**Information given:**
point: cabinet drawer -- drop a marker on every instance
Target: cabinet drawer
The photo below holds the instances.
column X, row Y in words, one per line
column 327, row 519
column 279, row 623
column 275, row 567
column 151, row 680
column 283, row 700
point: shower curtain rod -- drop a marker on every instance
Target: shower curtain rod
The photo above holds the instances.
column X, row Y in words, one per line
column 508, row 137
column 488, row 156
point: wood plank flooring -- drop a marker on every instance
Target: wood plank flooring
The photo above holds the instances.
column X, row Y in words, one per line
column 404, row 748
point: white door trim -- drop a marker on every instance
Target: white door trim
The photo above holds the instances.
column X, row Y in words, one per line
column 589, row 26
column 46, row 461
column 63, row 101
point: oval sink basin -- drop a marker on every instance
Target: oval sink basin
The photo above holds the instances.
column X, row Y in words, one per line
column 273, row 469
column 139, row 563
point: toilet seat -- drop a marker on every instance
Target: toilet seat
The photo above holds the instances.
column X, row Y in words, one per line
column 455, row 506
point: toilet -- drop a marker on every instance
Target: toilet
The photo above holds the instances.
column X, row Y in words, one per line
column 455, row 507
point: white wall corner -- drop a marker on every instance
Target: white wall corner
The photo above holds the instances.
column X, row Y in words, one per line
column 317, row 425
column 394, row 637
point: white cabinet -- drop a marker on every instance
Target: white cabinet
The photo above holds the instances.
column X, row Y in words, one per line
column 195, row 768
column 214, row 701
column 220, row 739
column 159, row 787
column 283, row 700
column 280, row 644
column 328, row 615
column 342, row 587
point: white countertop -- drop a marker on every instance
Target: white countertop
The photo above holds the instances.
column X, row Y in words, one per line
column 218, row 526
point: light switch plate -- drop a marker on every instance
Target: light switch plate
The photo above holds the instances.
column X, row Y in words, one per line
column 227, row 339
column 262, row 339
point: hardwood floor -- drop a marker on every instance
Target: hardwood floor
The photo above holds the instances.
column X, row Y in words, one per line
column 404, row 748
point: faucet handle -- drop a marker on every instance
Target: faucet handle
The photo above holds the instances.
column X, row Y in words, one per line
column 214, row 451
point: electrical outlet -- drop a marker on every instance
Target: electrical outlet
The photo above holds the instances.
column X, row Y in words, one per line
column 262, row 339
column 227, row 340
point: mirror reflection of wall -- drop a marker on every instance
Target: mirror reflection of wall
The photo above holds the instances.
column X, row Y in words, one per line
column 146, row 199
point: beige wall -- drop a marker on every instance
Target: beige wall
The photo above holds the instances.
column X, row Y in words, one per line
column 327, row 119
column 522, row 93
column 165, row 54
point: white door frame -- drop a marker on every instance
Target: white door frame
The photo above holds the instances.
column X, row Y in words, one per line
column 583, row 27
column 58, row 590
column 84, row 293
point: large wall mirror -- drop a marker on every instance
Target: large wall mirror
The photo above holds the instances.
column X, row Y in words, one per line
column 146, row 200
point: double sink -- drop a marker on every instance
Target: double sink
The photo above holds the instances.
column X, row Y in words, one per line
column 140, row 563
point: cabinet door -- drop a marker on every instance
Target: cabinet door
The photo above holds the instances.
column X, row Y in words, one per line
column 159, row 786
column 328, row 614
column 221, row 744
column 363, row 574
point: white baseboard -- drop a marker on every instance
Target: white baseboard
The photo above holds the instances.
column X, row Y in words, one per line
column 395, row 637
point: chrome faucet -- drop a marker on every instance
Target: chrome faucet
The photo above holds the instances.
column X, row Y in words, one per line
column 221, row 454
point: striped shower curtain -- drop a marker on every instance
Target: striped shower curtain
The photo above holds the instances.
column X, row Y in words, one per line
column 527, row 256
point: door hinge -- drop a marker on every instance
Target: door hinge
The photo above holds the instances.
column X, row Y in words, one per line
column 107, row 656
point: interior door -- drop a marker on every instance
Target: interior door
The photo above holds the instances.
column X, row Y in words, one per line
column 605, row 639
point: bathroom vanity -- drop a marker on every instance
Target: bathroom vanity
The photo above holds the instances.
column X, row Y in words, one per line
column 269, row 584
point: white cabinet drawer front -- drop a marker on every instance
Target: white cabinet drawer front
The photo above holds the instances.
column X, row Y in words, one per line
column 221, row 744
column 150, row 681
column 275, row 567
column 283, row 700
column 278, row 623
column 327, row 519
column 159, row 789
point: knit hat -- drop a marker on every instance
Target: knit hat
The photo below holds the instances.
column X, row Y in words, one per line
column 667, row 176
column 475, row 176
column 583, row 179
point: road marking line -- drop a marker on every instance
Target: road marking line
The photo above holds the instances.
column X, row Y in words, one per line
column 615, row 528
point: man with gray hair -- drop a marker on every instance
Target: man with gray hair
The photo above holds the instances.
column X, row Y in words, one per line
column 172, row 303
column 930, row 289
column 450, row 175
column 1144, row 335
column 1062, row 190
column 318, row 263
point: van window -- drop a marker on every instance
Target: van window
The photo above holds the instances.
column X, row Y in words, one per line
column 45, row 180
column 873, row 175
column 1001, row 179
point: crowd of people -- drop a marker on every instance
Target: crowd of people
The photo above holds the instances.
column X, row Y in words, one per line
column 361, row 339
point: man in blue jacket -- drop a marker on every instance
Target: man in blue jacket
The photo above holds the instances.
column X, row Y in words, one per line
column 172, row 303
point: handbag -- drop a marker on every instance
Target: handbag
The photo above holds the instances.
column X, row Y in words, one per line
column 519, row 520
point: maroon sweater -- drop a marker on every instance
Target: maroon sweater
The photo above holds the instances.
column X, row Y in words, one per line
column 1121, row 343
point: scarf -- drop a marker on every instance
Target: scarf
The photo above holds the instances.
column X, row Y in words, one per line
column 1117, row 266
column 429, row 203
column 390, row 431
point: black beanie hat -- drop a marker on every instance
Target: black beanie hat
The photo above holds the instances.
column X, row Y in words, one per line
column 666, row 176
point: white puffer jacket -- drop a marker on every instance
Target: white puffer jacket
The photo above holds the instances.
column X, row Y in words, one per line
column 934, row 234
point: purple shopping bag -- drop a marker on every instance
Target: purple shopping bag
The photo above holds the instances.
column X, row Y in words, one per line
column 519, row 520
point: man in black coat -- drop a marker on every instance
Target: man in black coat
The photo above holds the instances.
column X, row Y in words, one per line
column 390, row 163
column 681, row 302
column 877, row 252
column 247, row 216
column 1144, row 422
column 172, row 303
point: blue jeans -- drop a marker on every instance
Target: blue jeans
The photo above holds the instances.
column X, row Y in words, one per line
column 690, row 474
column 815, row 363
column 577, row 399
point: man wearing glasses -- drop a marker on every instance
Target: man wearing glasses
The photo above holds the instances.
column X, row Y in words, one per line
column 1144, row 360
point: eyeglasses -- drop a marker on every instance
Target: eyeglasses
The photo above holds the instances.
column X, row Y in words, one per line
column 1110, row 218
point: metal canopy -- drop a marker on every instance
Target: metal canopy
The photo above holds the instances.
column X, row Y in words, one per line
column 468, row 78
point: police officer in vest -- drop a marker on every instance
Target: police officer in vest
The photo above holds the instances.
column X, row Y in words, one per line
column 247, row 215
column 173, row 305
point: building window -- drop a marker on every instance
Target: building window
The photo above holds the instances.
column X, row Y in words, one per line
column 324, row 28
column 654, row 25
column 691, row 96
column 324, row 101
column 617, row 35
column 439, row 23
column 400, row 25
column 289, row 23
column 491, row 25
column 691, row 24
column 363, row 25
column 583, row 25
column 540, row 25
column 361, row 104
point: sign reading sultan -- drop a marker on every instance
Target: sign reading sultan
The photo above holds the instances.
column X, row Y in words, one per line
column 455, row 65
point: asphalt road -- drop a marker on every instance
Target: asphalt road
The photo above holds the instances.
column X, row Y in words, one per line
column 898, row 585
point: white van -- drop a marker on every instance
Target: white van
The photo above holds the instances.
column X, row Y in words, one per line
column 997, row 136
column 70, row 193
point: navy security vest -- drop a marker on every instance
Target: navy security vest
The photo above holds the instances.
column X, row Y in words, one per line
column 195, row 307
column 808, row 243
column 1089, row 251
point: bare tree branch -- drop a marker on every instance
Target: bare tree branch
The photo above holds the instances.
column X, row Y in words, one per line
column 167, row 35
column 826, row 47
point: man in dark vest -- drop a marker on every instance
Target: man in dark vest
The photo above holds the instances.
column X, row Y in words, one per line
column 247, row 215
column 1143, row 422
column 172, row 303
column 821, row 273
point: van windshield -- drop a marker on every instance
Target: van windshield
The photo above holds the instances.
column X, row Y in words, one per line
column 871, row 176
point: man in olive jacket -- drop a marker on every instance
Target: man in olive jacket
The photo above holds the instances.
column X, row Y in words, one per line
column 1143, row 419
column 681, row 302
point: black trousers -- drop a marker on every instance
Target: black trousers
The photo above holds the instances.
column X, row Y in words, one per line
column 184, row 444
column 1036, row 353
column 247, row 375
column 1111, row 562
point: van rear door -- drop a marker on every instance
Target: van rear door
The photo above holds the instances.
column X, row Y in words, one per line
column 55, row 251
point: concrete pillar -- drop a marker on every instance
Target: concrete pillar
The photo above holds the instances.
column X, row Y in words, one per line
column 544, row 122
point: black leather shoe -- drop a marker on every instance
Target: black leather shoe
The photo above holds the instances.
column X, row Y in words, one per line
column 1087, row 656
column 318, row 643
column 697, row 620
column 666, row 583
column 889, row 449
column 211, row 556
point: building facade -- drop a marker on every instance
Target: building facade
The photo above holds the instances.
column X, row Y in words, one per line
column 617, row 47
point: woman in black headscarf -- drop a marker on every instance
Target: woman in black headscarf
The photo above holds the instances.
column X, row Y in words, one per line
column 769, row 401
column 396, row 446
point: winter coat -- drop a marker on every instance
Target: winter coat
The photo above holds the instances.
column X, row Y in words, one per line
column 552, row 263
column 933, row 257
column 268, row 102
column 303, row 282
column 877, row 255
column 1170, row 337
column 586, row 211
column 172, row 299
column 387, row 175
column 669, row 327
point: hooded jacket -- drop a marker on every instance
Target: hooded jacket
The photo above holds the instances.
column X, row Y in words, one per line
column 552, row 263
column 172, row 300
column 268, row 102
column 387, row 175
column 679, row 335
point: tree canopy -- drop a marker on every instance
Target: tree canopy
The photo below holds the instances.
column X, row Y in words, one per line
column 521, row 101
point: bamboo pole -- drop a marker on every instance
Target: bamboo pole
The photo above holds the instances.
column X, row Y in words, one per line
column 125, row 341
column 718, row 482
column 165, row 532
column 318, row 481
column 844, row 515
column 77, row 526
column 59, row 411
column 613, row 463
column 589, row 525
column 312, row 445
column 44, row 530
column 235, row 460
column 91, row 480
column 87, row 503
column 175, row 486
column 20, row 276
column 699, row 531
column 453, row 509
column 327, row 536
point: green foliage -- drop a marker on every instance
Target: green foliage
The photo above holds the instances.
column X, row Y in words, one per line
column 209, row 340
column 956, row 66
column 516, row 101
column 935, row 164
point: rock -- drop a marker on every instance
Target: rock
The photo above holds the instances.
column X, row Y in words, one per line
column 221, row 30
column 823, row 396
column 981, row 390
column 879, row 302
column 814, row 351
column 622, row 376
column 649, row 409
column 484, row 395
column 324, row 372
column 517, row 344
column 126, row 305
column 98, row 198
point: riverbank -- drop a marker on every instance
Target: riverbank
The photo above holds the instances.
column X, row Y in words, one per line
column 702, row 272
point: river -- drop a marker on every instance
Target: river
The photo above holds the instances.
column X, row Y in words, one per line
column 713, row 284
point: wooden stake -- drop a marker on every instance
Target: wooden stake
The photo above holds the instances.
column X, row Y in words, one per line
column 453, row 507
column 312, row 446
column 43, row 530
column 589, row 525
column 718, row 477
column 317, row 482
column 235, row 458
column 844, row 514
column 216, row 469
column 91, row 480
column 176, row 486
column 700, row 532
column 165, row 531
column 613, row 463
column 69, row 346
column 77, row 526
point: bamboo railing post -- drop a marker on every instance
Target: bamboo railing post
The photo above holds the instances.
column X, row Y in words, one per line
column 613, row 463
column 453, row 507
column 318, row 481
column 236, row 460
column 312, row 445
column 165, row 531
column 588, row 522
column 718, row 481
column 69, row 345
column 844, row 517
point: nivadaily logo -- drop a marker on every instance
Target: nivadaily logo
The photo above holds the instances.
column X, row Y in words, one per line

**Exercise task:**
Reproduce the listing above exactly from the line containing "point: wooden stake" through its last line, with both of those lines included.

**Worked solution:**
point: wooden stake -- drop a marker on every instance
Target: wooden stake
The photo above holds the instances.
column X, row Y in words, one per line
column 453, row 507
column 312, row 446
column 43, row 530
column 589, row 525
column 718, row 477
column 317, row 482
column 235, row 458
column 844, row 514
column 216, row 469
column 91, row 480
column 176, row 486
column 700, row 532
column 165, row 531
column 613, row 463
column 69, row 346
column 77, row 526
point: bamboo railing post -- drop a marker on every instance
Target: bamboo railing post
The photo above holds the instances.
column X, row Y in words, one per line
column 613, row 463
column 453, row 507
column 318, row 481
column 236, row 460
column 312, row 445
column 165, row 531
column 588, row 522
column 718, row 481
column 69, row 345
column 844, row 517
point: nivadaily logo -- drop a marker on every instance
Target: nivadaily logo
The photo above holds the instances.
column X, row Y in words, one per line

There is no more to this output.